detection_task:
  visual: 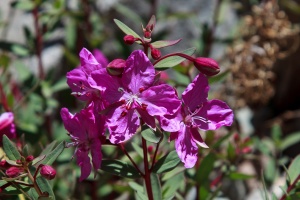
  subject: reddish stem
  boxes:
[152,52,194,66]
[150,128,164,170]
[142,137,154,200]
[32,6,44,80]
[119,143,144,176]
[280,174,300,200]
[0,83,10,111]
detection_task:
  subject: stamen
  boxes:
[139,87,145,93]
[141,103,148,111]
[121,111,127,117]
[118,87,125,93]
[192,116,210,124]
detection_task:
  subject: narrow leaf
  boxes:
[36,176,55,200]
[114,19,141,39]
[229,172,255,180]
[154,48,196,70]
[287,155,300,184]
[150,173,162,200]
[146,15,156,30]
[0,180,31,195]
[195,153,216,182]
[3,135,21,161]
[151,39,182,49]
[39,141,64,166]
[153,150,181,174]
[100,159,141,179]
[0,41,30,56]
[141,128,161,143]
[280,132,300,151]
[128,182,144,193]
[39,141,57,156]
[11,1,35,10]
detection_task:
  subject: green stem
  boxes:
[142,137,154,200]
--------------------
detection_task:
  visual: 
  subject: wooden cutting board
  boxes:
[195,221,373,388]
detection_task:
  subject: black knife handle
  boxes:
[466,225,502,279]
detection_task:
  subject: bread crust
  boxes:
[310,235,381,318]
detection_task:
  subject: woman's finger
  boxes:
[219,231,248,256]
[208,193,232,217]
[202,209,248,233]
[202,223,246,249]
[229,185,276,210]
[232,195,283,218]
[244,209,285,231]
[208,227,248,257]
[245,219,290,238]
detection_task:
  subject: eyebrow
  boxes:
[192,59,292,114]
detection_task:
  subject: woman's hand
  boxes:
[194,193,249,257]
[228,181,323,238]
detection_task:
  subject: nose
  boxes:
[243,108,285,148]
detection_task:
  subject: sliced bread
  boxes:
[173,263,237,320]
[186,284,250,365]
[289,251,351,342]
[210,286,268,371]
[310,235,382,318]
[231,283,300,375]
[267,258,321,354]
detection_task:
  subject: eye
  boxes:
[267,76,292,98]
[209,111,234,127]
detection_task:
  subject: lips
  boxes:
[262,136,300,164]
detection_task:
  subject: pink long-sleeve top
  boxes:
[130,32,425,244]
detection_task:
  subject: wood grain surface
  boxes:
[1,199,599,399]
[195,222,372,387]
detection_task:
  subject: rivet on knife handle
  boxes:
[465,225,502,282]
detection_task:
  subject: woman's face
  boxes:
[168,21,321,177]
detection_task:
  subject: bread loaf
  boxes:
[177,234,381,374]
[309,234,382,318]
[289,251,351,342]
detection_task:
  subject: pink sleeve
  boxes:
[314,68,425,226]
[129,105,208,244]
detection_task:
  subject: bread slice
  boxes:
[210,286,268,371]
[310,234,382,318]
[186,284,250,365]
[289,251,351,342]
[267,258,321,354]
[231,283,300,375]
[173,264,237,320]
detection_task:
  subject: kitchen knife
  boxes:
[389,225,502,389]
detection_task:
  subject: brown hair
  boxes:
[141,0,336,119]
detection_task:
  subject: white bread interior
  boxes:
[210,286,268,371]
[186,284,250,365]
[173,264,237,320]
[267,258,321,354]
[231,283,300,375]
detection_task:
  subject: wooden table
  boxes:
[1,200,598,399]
--------------------
## What this task involves:
The job here is to find each line above with the word "bread" and copy it.

## Result of this exercise:
  subject: bread crust
  subject: sliced bread
  subject: bread loaf
  subject: bread slice
  subject: white bread interior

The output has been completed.